**WHAT TO PRODUCE**
Reproduce the text about Bosnian St. Louis and the World Cup word for word, everything from "St. Louis, Missouri, is" down to "of the 1990s.".

═══ TEXT TO READ

St. Louis, Missouri, is home to the largest Bosnian community in the US — some 70,000 strong — and Cogo said everyone there is pumped for Bosnia's first appearance at a World Cup.

“The whole community is buzzing about this. Shops are full of jerseys, every single Bosnian restaurant or bar will broadcast games, it's definitely something that cannot be avoided in conversations,” Cogo said.

Besides being a soccer fanatic, Cogo is also the author of a guide to Bosnian St. Louis. Many Bosnians in St. Louis are refugees who fled the ethnic violence of the Balkan wars of the 1990s.

But now, Cogo said, the Bosnian national soccer team is a model of unity — unthinkable two decades ago.

“Now we have a very diverse group of young men there: Muslims, Orthodox Christians, Catholics playing together as a unit,” Cogo said. “Now” is the key word. For decades after the war broke apart the country, pitting neighbor against neighbor, a unified and diverse team seemed like a distant dream.

“But this team is showing that regardless of their differences, they are able to work as one unit,” Cogo added.

You can see the spirit of unity through the actions of the co-captain of the team, Zvjezdan Misimović. Misimović is an ethnic Serb who was born in Germany to Bosnian Serb parents. After playing in the Serbian youth leagues, Misimović chose to play for the Bosnian national team.

══════
═══ RECORDED DATA

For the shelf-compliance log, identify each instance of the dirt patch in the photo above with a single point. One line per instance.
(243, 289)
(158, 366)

══════

**ANSWER**
St. Louis, Missouri, is home to the largest Bosnian community in the US — some 70,000 strong — and Cogo said everyone there is pumped for Bosnia's first appearance at a World Cup.

“The whole community is buzzing about this. Shops are full of jerseys, every single Bosnian restaurant or bar will broadcast games, it's definitely something that cannot be avoided in conversations,” Cogo said.

Besides being a soccer fanatic, Cogo is also the author of a guide to Bosnian St. Louis. Many Bosnians in St. Louis are refugees who fled the ethnic violence of the Balkan wars of the 1990s.